[Annotated coordinate rows]
———

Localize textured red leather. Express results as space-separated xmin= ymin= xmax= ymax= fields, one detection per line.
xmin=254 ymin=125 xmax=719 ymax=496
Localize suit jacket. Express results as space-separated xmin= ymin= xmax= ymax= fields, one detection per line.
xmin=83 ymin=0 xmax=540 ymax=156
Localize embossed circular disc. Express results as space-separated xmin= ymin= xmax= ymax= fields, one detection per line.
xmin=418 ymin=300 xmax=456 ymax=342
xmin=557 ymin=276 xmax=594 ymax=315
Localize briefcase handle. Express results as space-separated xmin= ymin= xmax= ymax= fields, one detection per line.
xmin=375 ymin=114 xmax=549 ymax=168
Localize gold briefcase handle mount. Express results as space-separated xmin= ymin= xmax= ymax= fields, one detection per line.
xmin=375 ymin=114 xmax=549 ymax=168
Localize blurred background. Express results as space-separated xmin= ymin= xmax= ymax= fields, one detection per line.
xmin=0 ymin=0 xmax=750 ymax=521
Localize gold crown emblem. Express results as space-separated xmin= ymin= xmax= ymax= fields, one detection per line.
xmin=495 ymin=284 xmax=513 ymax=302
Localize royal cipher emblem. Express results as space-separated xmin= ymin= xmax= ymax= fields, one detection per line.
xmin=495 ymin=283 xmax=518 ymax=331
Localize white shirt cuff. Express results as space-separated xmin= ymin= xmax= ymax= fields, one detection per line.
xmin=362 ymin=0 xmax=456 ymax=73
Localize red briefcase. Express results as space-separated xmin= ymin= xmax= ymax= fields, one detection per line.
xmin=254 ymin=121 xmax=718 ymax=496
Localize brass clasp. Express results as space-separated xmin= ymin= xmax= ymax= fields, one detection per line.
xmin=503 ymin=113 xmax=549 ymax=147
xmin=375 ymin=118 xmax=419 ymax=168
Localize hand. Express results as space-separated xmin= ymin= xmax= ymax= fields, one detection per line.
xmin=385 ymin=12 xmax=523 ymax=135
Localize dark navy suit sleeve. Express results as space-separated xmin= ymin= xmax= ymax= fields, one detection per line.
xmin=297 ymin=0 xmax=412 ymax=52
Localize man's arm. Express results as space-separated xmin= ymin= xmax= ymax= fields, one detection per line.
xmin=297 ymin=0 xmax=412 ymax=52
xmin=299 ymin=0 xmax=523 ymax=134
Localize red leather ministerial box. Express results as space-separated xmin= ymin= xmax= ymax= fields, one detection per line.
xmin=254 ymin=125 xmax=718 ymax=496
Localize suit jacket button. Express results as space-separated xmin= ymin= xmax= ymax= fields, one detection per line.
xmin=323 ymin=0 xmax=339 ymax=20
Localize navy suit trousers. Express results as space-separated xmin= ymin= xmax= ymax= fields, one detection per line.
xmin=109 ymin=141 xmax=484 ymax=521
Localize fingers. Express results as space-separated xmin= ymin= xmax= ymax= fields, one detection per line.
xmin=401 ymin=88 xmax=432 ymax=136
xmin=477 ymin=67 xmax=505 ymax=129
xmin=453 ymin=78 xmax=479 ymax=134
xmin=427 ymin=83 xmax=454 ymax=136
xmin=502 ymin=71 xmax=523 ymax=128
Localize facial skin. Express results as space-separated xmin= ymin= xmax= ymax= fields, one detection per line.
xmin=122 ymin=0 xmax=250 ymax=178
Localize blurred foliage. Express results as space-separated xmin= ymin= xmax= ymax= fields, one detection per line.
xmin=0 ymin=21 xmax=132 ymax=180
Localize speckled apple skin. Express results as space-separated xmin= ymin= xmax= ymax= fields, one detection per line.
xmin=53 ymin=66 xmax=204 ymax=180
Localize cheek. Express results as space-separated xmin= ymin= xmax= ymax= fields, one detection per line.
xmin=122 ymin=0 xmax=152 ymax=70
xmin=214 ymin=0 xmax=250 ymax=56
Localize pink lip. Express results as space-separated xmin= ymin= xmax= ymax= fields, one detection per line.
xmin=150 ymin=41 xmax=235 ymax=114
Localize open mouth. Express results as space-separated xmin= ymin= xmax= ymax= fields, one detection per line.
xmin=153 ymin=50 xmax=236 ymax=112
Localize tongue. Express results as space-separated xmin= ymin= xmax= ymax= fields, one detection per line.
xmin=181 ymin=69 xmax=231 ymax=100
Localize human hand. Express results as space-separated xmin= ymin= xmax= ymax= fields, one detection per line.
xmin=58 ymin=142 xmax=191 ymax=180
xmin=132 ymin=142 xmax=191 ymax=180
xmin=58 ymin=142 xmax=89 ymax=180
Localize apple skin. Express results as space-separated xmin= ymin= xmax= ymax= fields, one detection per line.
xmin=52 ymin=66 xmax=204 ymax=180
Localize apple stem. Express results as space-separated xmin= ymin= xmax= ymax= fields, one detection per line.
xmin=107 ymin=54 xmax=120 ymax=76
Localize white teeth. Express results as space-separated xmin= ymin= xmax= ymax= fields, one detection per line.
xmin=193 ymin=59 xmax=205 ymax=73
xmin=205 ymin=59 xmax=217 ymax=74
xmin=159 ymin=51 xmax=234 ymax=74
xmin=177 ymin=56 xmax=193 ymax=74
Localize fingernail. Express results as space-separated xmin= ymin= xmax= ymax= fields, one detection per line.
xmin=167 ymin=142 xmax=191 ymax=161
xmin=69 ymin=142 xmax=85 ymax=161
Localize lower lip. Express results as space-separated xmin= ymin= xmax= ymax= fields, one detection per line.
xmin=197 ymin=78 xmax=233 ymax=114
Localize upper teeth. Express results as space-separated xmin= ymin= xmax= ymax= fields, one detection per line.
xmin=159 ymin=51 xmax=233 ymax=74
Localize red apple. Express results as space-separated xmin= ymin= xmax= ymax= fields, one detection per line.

———

# Exercise task
Copy every row above word for word.

# Solution to the problem
Localize textured red leather. Express results as space-separated xmin= ymin= xmax= ymax= fields, one detection per line.
xmin=254 ymin=125 xmax=719 ymax=496
Localize suit jacket. Express results as space-separated xmin= ymin= xmax= ymax= fields, one detection per line.
xmin=83 ymin=0 xmax=540 ymax=156
Localize embossed circular disc. Express results as space-separated xmin= ymin= xmax= ymax= fields, one detection per line.
xmin=418 ymin=300 xmax=456 ymax=342
xmin=557 ymin=276 xmax=594 ymax=315
Localize briefcase handle. Express results as space-separated xmin= ymin= xmax= ymax= fields, one detection per line.
xmin=375 ymin=114 xmax=549 ymax=168
Localize gold briefcase handle mount. Express results as space-separated xmin= ymin= xmax= ymax= fields, one detection per line.
xmin=375 ymin=114 xmax=549 ymax=168
Localize blurred background. Express results as space-separated xmin= ymin= xmax= ymax= fields, one detection per line.
xmin=0 ymin=0 xmax=750 ymax=521
Localize gold crown emblem. Express results as space-separated xmin= ymin= xmax= ymax= fields, one detection per line.
xmin=495 ymin=284 xmax=513 ymax=302
Localize royal cipher emblem. Express results as space-separated xmin= ymin= xmax= ymax= fields, one detection per line.
xmin=495 ymin=283 xmax=518 ymax=331
Localize white shirt cuff. Express results as space-separated xmin= ymin= xmax= ymax= fields, one detection per line.
xmin=362 ymin=0 xmax=456 ymax=73
Localize red briefcase. Express results as space-separated xmin= ymin= xmax= ymax= fields, one detection per line.
xmin=254 ymin=121 xmax=718 ymax=496
Localize brass clasp. Express results as space-separated xmin= ymin= xmax= ymax= fields, one detection per line.
xmin=503 ymin=113 xmax=549 ymax=147
xmin=375 ymin=118 xmax=419 ymax=168
Localize hand. Express results as space-separated xmin= ymin= xmax= ymax= fields, one detection per line.
xmin=385 ymin=12 xmax=523 ymax=135
Localize dark navy suit sleeve. Express results as space-separated xmin= ymin= xmax= ymax= fields, one detection per line.
xmin=297 ymin=0 xmax=412 ymax=52
Localize man's arm. Express results as space-separated xmin= ymin= xmax= ymax= fields, one detection per line.
xmin=297 ymin=0 xmax=412 ymax=52
xmin=299 ymin=0 xmax=523 ymax=134
Localize red leather ministerial box. Express results as space-separated xmin= ymin= xmax= ymax= fields, one detection per line.
xmin=254 ymin=125 xmax=718 ymax=496
Localize suit jacket button. Express results as space-separated xmin= ymin= xmax= ymax= fields, one detection per line.
xmin=323 ymin=0 xmax=339 ymax=20
Localize navy suit trousers. Express results as space-separated xmin= ymin= xmax= ymax= fields, one detection per line.
xmin=109 ymin=141 xmax=484 ymax=521
Localize fingers. Express results as space-separated xmin= ymin= xmax= ymax= fields, one detection per line.
xmin=401 ymin=88 xmax=432 ymax=136
xmin=477 ymin=67 xmax=505 ymax=129
xmin=453 ymin=78 xmax=479 ymax=134
xmin=427 ymin=83 xmax=454 ymax=136
xmin=502 ymin=71 xmax=523 ymax=128
Localize facial skin. Express results as space-separated xmin= ymin= xmax= ymax= fields, one detection per line.
xmin=122 ymin=0 xmax=250 ymax=178
Localize blurred foliage. Express results as space-separated xmin= ymin= xmax= ymax= fields, one detection per line.
xmin=0 ymin=21 xmax=132 ymax=180
Localize speckled apple skin. Express results as space-separated xmin= ymin= xmax= ymax= fields, one detection per line.
xmin=53 ymin=66 xmax=204 ymax=180
Localize cheek. Express results as space-separated xmin= ymin= xmax= ymax= fields, one detection per line.
xmin=122 ymin=0 xmax=152 ymax=70
xmin=214 ymin=0 xmax=250 ymax=56
Localize pink lip. Express results as space-separated xmin= ymin= xmax= ymax= fields, one detection per line.
xmin=150 ymin=41 xmax=235 ymax=114
Localize open mouth. Express results as space-separated xmin= ymin= xmax= ymax= fields, one detection per line.
xmin=153 ymin=50 xmax=236 ymax=112
Localize tongue. Express results as space-separated xmin= ymin= xmax= ymax= fields, one detection per line.
xmin=181 ymin=69 xmax=231 ymax=100
Localize human hand. Express results as space-separated xmin= ymin= xmax= ymax= fields, one detection per line.
xmin=58 ymin=142 xmax=191 ymax=180
xmin=132 ymin=142 xmax=191 ymax=180
xmin=58 ymin=142 xmax=89 ymax=180
Localize apple skin. Express results as space-separated xmin= ymin= xmax= ymax= fields, one detection per line.
xmin=52 ymin=66 xmax=204 ymax=180
Localize apple stem. Express results as space-separated xmin= ymin= xmax= ymax= fields, one detection per line.
xmin=107 ymin=54 xmax=120 ymax=76
Localize white teeth. Express results as space-separated xmin= ymin= xmax= ymax= fields, one detection per line.
xmin=193 ymin=59 xmax=205 ymax=73
xmin=205 ymin=59 xmax=217 ymax=74
xmin=159 ymin=51 xmax=234 ymax=74
xmin=177 ymin=56 xmax=193 ymax=74
Localize fingernail. Express results as space-separated xmin= ymin= xmax= ymax= fields, one detection per line.
xmin=167 ymin=142 xmax=191 ymax=161
xmin=69 ymin=142 xmax=85 ymax=161
Localize lower lip. Express results as space-separated xmin= ymin= xmax= ymax= fields, one detection per line.
xmin=197 ymin=78 xmax=233 ymax=114
Localize upper teeth. Express results as space-separated xmin= ymin= xmax= ymax= fields, one detection per line.
xmin=159 ymin=51 xmax=233 ymax=74
Localize red apple. Express results as space-separated xmin= ymin= xmax= ymax= fields, one detection per line.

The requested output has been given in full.